● **Exercise brief**: Identify every line in the listing that contains the word "fish", and copy each such line verbatim.

§

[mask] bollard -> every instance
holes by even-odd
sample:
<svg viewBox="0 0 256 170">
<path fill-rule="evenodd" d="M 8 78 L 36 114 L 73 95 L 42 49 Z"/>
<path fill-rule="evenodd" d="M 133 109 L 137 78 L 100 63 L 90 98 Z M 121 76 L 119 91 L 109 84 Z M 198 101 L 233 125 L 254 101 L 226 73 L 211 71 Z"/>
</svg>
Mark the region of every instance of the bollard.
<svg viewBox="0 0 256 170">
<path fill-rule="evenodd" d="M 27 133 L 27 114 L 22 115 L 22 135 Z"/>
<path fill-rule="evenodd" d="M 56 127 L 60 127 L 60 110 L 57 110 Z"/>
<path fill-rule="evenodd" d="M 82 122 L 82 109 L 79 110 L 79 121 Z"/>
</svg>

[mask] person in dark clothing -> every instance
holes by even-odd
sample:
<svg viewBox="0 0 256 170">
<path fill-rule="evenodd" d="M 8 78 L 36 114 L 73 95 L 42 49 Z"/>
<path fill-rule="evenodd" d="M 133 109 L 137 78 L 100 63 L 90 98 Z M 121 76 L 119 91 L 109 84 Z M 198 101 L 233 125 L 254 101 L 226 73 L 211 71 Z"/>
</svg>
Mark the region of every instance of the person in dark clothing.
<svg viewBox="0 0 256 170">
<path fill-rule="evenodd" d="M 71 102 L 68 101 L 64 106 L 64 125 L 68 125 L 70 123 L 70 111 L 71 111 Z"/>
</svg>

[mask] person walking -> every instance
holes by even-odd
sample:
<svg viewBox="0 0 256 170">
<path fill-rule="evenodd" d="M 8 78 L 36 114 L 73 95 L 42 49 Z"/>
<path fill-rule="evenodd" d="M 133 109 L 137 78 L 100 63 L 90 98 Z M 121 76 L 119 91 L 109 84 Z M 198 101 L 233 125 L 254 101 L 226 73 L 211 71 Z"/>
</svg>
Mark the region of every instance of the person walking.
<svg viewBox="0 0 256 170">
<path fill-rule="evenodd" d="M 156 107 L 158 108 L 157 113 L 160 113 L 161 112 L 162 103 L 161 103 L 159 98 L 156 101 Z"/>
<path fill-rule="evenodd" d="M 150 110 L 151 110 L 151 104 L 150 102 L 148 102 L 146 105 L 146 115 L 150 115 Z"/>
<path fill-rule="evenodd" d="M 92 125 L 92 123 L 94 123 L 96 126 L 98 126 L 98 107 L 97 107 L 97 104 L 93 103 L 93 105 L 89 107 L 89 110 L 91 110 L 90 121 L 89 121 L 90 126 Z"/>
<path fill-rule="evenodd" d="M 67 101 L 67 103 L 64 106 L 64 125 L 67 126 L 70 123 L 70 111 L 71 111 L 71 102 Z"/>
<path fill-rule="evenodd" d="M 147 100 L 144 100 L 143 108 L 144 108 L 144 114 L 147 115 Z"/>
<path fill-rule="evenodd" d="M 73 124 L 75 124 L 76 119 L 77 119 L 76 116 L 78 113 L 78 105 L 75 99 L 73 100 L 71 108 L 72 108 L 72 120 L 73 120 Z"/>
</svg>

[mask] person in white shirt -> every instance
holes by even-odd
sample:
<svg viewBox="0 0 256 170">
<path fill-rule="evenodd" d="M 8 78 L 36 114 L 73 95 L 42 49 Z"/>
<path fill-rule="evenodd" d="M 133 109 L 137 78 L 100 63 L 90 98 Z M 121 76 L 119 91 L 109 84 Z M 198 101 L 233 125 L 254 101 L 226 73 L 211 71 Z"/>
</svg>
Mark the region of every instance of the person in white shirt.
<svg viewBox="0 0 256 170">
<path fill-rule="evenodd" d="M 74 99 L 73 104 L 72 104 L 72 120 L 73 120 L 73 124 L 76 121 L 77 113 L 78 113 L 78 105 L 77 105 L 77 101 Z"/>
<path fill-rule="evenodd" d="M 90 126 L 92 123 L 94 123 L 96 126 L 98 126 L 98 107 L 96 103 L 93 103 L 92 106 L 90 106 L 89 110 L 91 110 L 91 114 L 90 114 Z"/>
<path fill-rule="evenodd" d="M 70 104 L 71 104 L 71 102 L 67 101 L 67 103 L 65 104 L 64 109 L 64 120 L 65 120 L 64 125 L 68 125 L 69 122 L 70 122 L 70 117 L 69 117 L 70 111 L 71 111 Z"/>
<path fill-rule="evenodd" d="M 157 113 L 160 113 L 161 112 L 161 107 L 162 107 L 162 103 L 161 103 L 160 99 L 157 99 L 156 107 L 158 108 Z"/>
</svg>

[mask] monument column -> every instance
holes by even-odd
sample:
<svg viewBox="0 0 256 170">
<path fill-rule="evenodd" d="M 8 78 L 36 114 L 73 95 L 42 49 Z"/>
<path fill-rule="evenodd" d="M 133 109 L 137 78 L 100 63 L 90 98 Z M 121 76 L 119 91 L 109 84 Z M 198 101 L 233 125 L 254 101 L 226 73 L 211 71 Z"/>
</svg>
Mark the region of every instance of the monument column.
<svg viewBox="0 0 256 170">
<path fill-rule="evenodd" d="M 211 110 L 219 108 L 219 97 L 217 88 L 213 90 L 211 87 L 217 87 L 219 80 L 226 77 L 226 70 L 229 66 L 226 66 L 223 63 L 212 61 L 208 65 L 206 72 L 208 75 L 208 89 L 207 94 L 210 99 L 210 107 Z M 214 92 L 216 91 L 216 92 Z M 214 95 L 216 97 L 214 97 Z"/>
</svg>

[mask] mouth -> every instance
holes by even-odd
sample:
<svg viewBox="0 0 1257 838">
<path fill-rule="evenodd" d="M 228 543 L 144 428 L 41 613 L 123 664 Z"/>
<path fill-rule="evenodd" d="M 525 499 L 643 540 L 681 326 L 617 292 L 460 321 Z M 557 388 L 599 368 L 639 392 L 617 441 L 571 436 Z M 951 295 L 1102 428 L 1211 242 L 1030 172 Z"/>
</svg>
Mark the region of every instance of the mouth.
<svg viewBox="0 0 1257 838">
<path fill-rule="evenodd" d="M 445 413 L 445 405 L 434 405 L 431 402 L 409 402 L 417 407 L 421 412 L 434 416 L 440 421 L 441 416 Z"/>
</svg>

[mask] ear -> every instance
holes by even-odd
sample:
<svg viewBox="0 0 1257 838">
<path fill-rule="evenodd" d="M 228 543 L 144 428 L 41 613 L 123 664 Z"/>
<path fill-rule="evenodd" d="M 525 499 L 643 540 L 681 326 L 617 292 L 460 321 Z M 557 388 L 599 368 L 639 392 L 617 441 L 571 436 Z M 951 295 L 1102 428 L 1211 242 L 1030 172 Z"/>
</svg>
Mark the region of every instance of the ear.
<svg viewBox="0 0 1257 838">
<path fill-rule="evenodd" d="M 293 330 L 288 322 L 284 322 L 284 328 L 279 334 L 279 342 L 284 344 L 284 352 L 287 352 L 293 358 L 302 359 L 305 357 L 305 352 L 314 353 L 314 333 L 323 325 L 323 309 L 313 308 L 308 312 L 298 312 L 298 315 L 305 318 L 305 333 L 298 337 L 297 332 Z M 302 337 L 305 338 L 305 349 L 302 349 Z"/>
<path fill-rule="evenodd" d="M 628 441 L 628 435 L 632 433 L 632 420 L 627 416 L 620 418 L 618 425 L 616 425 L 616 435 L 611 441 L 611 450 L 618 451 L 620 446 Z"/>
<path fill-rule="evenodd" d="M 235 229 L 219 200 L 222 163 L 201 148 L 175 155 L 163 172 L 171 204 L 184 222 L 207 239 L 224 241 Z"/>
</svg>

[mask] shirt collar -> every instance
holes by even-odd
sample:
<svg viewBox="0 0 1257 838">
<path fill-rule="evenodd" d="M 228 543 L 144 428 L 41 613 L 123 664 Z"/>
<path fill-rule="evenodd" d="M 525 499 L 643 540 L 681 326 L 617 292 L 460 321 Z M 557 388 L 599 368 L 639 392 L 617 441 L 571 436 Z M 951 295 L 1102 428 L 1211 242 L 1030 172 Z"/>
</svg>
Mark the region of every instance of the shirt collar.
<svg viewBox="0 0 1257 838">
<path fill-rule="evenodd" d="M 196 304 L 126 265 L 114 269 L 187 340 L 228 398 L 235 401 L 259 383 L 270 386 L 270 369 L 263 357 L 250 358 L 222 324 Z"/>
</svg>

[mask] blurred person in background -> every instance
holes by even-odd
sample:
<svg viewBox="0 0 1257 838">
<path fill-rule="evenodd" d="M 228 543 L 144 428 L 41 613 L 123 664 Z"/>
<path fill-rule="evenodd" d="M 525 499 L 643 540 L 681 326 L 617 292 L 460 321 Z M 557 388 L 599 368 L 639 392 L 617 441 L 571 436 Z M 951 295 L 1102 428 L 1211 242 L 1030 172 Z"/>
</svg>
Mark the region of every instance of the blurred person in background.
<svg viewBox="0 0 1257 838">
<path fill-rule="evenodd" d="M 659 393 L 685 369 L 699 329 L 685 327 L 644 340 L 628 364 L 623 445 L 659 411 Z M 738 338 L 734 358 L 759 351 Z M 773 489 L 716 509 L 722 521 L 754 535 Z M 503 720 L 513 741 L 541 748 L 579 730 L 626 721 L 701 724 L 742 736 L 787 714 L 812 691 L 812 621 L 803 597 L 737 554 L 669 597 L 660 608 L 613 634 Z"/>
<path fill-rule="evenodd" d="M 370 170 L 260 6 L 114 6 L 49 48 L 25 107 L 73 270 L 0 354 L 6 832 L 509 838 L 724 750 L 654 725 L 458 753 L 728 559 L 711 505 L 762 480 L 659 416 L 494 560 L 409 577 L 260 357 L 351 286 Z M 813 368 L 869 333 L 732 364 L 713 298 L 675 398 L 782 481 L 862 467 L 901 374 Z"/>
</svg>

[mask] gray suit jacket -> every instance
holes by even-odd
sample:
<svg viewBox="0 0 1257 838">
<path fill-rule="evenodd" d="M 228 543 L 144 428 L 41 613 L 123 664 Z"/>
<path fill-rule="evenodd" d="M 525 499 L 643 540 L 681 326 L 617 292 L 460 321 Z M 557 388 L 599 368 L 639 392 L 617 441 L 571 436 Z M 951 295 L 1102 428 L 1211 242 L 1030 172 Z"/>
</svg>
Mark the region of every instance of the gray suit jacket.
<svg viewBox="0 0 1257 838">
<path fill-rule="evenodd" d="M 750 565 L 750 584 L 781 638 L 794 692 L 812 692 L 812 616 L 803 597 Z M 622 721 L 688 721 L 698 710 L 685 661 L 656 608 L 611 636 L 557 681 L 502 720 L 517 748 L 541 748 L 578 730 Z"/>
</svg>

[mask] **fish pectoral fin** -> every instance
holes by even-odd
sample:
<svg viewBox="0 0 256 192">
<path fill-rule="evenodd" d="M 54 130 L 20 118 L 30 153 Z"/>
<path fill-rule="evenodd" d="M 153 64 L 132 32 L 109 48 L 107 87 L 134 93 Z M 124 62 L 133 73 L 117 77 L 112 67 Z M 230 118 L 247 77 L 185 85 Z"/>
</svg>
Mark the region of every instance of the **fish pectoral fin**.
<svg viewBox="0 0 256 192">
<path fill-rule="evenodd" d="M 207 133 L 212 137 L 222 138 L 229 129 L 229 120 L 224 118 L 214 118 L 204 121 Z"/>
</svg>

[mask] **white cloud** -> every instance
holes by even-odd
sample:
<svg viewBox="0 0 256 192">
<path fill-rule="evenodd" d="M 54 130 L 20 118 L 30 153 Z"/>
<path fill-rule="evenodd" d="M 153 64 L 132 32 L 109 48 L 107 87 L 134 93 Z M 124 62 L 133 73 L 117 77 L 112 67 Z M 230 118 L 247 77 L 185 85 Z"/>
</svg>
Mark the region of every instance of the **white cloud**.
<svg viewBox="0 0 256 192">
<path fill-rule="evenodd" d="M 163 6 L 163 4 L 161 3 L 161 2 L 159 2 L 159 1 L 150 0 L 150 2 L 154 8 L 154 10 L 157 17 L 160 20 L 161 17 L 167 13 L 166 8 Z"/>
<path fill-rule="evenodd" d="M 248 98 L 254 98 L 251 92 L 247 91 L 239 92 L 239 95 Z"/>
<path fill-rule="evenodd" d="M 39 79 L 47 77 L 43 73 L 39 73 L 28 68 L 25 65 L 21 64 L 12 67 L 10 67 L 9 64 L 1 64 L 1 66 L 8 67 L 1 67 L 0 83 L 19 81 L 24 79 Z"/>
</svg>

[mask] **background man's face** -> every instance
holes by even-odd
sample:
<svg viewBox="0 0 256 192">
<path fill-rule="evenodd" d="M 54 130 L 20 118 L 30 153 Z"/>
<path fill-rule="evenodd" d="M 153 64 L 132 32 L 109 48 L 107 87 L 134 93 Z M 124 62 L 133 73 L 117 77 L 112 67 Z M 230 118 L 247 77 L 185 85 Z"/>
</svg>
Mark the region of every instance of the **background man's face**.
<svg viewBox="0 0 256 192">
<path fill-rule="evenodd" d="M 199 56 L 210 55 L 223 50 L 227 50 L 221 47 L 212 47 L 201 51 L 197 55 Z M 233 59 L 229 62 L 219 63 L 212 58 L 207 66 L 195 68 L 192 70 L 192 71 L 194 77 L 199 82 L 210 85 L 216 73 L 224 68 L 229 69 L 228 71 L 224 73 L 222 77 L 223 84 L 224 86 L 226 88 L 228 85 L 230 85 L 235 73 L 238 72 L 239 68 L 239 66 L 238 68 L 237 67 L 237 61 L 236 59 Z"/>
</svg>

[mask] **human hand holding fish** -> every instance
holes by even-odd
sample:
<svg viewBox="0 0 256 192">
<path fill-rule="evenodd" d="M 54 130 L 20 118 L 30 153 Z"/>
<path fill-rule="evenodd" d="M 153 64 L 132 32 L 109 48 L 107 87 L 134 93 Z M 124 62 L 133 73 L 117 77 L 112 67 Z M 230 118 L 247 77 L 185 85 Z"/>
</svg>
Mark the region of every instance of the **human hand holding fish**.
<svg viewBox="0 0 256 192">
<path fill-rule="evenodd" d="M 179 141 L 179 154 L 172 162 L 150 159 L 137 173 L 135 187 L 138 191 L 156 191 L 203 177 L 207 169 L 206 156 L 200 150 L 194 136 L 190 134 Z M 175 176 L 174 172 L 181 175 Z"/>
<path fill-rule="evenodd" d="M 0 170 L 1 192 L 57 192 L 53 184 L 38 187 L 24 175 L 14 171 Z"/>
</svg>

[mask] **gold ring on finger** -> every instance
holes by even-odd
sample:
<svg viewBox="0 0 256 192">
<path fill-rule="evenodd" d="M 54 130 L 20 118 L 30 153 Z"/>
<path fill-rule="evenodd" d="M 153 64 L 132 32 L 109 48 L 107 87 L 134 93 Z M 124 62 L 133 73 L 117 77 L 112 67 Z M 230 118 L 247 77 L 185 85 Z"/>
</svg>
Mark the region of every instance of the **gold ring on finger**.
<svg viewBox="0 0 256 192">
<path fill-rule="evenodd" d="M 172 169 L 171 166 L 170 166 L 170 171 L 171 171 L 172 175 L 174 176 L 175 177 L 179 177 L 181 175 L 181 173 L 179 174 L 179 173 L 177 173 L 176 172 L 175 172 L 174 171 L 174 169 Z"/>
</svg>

§

● **Answer for the task**:
[mask] **fish pectoral fin** -> every instance
Mark the region of every instance of the **fish pectoral fin**.
[mask] **human hand holding fish** -> every instance
Mark the region of every instance of the **human hand holding fish**.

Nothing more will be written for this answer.